- **Source extract**
----

Face-to-face training was identified by 78 per cent of respondents as the format that would give them the confidence and skills to deliver high-quality RSE.
Kevin Courtney, joint general secretary of the NEU, said: “Children need an RSE that is inclusive, empowering and protective delivered by confident and equipped teachers.
“The DfE must show real leadership in removing the barriers that stand in schools’ way. All schools must have access to fully funded face-to-face training to ensure high-quality provision by 2020.”
His comments were echoed by the NSPCC’s head of policy, Almudena Lara, who said: “We know teachers up and down the country are doing a fantastic job but delivering RSE without proper training is like asking a German teacher to deliver Mandarin lessons.
“For the first time ever all schools will be obliged to discuss key issues of consent and coercion, enabling more children to say no to things that make them feel uncomfortable.
“It is clear teachers need better support, which is where the government must do more or risk undermining the new curriculum.”
A DfE spokesperson said every school will have the support they need to deliver these subjects to a high quality from September 2020.
They added that the department was working closely with schools who are starting to teach the subjects from September 2019.
They said: “We are setting up a working group – made up of representatives from teaching unions, sector experts, faith and minority groups, parents and young people – who will provide us with evidence and feedback to support the delivery of these subjects from September 2019 and beyond.
“We are investing up to £6 million this financial year in tools, materials and support for training which will equip schools to teach relationship education; relationship and sex education and health education and increase the confidence and quality of teaching practice.”

----

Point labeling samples
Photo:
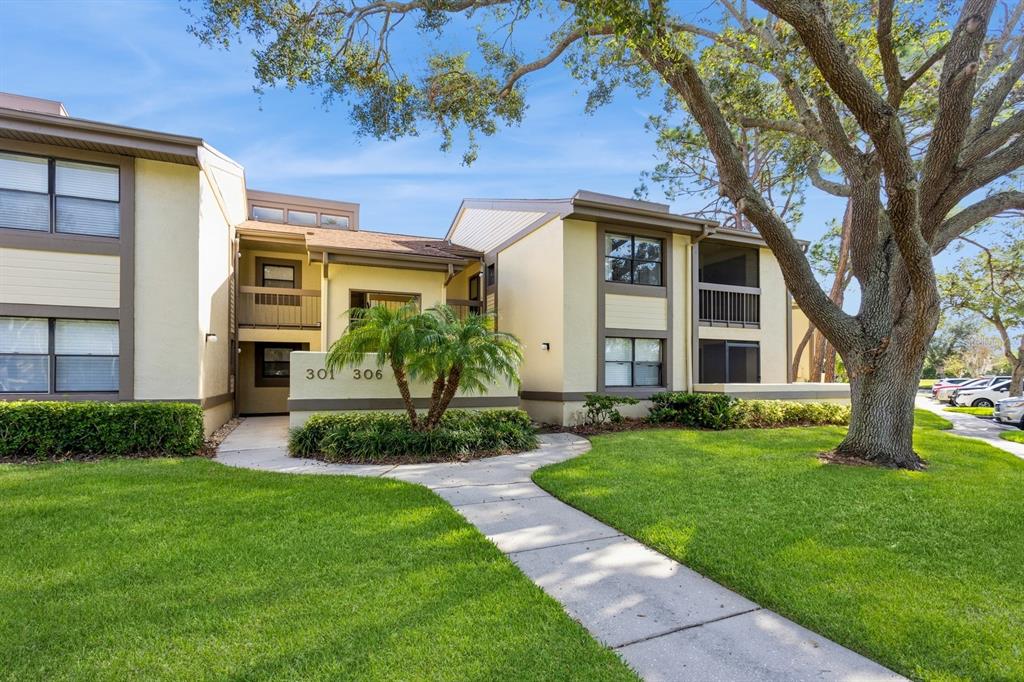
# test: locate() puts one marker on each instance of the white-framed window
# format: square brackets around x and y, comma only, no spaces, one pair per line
[47,355]
[56,196]
[632,361]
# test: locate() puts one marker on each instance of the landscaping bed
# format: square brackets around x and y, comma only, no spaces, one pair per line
[44,430]
[918,570]
[388,438]
[186,569]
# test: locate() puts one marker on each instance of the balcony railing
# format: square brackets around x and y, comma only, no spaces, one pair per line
[465,307]
[722,305]
[279,308]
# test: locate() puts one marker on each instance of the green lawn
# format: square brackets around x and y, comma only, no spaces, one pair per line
[977,412]
[921,571]
[186,569]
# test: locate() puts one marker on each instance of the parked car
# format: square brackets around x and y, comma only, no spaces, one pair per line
[1010,411]
[982,397]
[982,382]
[946,383]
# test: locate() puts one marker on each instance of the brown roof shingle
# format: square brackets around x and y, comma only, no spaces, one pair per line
[323,239]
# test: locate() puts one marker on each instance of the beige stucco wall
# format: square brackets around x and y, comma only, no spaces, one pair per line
[800,325]
[681,311]
[580,306]
[459,287]
[221,199]
[645,312]
[774,317]
[167,328]
[429,285]
[53,278]
[530,283]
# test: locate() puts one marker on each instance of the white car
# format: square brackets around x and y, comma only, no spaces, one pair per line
[983,396]
[945,394]
[1010,411]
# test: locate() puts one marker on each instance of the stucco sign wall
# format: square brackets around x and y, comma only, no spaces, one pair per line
[367,386]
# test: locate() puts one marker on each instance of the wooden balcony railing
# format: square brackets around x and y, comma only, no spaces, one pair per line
[279,308]
[465,307]
[723,305]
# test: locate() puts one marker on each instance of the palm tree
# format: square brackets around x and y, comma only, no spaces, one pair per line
[466,353]
[394,334]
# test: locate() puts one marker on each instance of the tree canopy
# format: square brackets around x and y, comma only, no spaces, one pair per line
[911,112]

----

- **Tasks for this exercise**
**A.** Answer these questions using the RSE article, one answer per line:
(i) What percentage of respondents identified face-to-face training as the format that would give them confidence and skills?
(ii) Who is the head of policy at the NSPCC?
(iii) How much is the DfE investing this financial year in tools, materials and support for training?
**B.** Copy out the passage of the RSE article from "Face-to-face training was" up to and including "deliver Mandarin lessons.".
The rows have no role here.

- **Solutions by task**
**A.**
(i) 78 per cent
(ii) Almudena Lara
(iii) Up to £6 million

**B.**
Face-to-face training was identified by 78 per cent of respondents as the format that would give them the confidence and skills to deliver high-quality RSE.
Kevin Courtney, joint general secretary of the NEU, said: “Children need an RSE that is inclusive, empowering and protective delivered by confident and equipped teachers.
“The DfE must show real leadership in removing the barriers that stand in schools’ way. All schools must have access to fully funded face-to-face training to ensure high-quality provision by 2020.”
His comments were echoed by the NSPCC’s head of policy, Almudena Lara, who said: “We know teachers up and down the country are doing a fantastic job but delivering RSE without proper training is like asking a German teacher to deliver Mandarin lessons.